## DESCRIPTION OF THE TASK:
Emit the entire listing verbatim.

[Lines of data]
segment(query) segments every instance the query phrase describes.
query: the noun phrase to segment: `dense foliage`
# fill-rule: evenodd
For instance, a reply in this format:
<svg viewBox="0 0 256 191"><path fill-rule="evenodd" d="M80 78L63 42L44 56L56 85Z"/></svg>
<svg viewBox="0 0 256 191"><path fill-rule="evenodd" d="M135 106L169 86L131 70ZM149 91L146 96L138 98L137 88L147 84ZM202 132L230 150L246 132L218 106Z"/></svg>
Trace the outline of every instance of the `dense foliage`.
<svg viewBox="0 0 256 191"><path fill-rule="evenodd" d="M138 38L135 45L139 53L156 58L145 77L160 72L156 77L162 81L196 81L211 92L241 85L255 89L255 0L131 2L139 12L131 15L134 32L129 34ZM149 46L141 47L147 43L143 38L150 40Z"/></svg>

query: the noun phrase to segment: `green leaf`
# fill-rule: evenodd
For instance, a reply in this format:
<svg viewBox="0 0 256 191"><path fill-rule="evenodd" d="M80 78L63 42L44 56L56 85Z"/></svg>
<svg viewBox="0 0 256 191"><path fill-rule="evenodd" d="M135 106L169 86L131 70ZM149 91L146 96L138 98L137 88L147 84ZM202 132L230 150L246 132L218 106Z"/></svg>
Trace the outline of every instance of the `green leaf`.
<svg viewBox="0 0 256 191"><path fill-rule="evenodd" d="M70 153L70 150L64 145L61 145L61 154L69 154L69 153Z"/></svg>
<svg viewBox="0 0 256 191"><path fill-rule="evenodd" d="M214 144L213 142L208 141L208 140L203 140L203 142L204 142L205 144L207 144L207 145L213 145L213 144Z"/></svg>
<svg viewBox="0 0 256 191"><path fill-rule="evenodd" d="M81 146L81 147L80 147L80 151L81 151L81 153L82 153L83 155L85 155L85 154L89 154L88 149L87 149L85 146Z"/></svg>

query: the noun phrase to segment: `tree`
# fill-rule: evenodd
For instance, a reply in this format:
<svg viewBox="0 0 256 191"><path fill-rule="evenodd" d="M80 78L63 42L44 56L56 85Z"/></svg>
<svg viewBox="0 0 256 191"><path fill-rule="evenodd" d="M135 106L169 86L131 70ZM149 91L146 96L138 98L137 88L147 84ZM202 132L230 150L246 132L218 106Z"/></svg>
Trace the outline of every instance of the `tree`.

## COMPLETED EXERCISE:
segment(query) segments every instance the query phrase describes.
query: the noun phrase to segment: `dense foliage`
# fill-rule: evenodd
For instance, a reply in this format:
<svg viewBox="0 0 256 191"><path fill-rule="evenodd" d="M80 78L63 42L44 56L56 85Z"/></svg>
<svg viewBox="0 0 256 191"><path fill-rule="evenodd" d="M135 106L169 86L131 70ZM149 91L146 96L138 98L137 88L147 84ZM202 132L230 150L246 132L218 106Z"/></svg>
Trace the outline of every instance of the `dense foliage`.
<svg viewBox="0 0 256 191"><path fill-rule="evenodd" d="M138 38L135 45L139 53L156 58L145 77L160 72L156 77L162 81L196 81L211 92L241 85L255 89L255 0L131 2L139 12L131 15L134 32L129 34ZM149 46L141 47L147 43L143 38L150 40Z"/></svg>

query: the noun phrase to segment: `green leaf`
# fill-rule: evenodd
For instance, a reply in this format:
<svg viewBox="0 0 256 191"><path fill-rule="evenodd" d="M80 78L63 42L44 56L56 85Z"/></svg>
<svg viewBox="0 0 256 191"><path fill-rule="evenodd" d="M135 106L169 86L131 70ZM149 91L146 96L138 98L137 88L147 84ZM202 132L230 150L246 132L218 106Z"/></svg>
Trace the outline of every instance of the `green leaf`.
<svg viewBox="0 0 256 191"><path fill-rule="evenodd" d="M70 153L70 150L64 145L61 145L61 154L69 154L69 153Z"/></svg>
<svg viewBox="0 0 256 191"><path fill-rule="evenodd" d="M214 144L213 142L208 141L208 140L203 140L203 142L204 142L205 144L207 144L207 145L213 145L213 144Z"/></svg>
<svg viewBox="0 0 256 191"><path fill-rule="evenodd" d="M81 146L81 147L80 147L80 151L81 151L81 153L82 153L83 155L85 155L85 154L89 154L88 149L87 149L85 146Z"/></svg>

query: the noun phrase to segment: `tree`
# fill-rule: evenodd
For instance, a reply in this format:
<svg viewBox="0 0 256 191"><path fill-rule="evenodd" d="M80 78L63 42L44 56L56 85Z"/></svg>
<svg viewBox="0 0 256 191"><path fill-rule="evenodd" d="M135 106L169 86L131 70ZM149 91L146 96L138 98L137 88L147 84ZM202 132L230 150L246 132L218 106Z"/></svg>
Trace the outline of every instance of the `tree`.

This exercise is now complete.